[DIRECTIONS]
• A. In the blog post on getting through holiday stress, how much time a day does the writer suggest taking for yourself?
• B. Quote the holiday stress blog post from "Remember, life is" up to and including "online stores nowadays.".
• C. Extend the blog post on getting through holiday stress, picking up after its final sentence.

[SELECTED EXCERPT]
▼

I’d like to leave you with these words:

things-wont-get-better, and thinking better requires consistent repeated practice!



Life has been busy lately and I’m struggling to find an appropriate topic for this weeks blog, hence why I’m late posting it. At this time of year when we come into the tradition of celebrating Christmas, or perhaps you celebrate Hanukkah, Kwanzaa, Yule, or another tradition close to your heart, it can be a time of great stress, sadness, happiness, peace, and a whole plethora of emotions and physical weariness. 

So how do you get through it without tearing your hair out, or being overwhelmed emotionally, physically or both?

I’ve got some ideas. 🙂

Remember, life is about balance. So indulge…a little, shop without overwhelming yourself, eat healthy 80-90% of the time, focus on quality sleep, and don’t get caught up in the commercialism of the season. Sounds simple doesn’t it?

1. Don’t panic- You don’t have to do everything, and if you have children they will sense your stress and may tend to act out which makes the whole situation worse. Take 30 mins a day for yourself. You and your sanity are worth it!

2. Limit travel if you can. If you’ve got your family and his family and other relatives to visit, try to spread the visits out over a few weeks, instead of trying to fit them all in within a few days.

3. Shop online! You can get great deals, often free shipping at this time of year, and returns policies are pretty liberal with online stores nowadays.

4. Get organized! Make lists. Mark important dates/events etc on the calender where everyone involved can see it.

▲

[MATERIAL PROVIDED]
▼

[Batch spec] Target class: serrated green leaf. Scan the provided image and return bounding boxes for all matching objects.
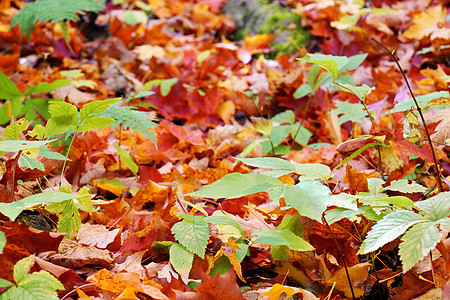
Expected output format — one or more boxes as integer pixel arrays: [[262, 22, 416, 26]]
[[161, 78, 178, 97], [186, 173, 283, 199], [290, 122, 313, 145], [272, 110, 295, 124], [78, 116, 114, 132], [330, 101, 367, 125], [384, 179, 427, 193], [374, 196, 414, 209], [358, 210, 428, 254], [399, 222, 442, 273], [3, 118, 30, 140], [169, 243, 194, 278], [0, 231, 6, 254], [390, 91, 450, 113], [114, 144, 139, 175], [80, 98, 120, 122], [58, 199, 81, 238], [202, 211, 244, 234], [325, 207, 360, 225], [298, 53, 348, 79], [0, 72, 22, 99], [13, 271, 64, 300], [39, 146, 71, 161], [14, 255, 35, 284], [283, 180, 330, 222], [293, 83, 312, 99], [254, 229, 314, 251], [48, 101, 78, 117], [10, 0, 104, 40], [24, 79, 70, 96], [0, 192, 83, 221], [19, 154, 45, 172], [414, 192, 450, 221], [339, 53, 369, 75], [0, 139, 54, 152], [171, 221, 209, 258]]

▲

[ANSWERS FOR THE EXERCISE]
• A. 30 minutes a day.

• B.
Remember, life is about balance. So indulge…a little, shop without overwhelming yourself, eat healthy 80-90% of the time, focus on quality sleep, and don’t get caught up in the commercialism of the season. Sounds simple doesn’t it?

1. Don’t panic- You don’t have to do everything, and if you have children they will sense your stress and may tend to act out which makes the whole situation worse. Take 30 mins a day for yourself. You and your sanity are worth it!

2. Limit travel if you can. If you’ve got your family and his family and other relatives to visit, try to spread the visits out over a few weeks, instead of trying to fit them all in within a few days.

3. Shop online! You can get great deals, often free shipping at this time of year, and returns policies are pretty liberal with online stores nowadays.

• C.
5. Delegate! Don’t be afraid to ask for help. It’s not about perfection, it’s about fun and time with family and feeling connected. Get the kids to do things appropriate for their age, or helping when they can do some things with your guidance.

6. Don’t take on too much! You don’t have to do it all, and you can’t do it all. This is supposed to be fun remember, for you too, not just everyone else.

7. Don’t be afraid to say no. It’s ok not to bake something for the school sale, or to say no to one more potluck or cookie exchange.

8. When it comes to gift giving, set a budget and stick to it. I spent many years having a budget of $20 per person to spend, and I made the most of it and was happy with the gifts I gave because it required thought and effort, but also because I didn’t go into debt over Christmas, which would have added to my stress!

9. Let things roll off your back! Don’t take things personally. Remember everyone is undergoing their own stress right now and you don’t know what’s going on in their life. Let it go. Christmas is about giving, so give everyone a little extra slack…including yourself.

10. Limit coffee and other stimulating foods/drinks. Eat regularly- every 3-4 hours, even a little snack containing both complex carbs and protein is best. Consider a B Complex supplement from a whole food plant based source to help with energy and stress. If you really get stressed at this time of year, then consider a stress formula supplement from the same type of source. Also consider the following:

Eat whole foods rich in minerals and B vitamins.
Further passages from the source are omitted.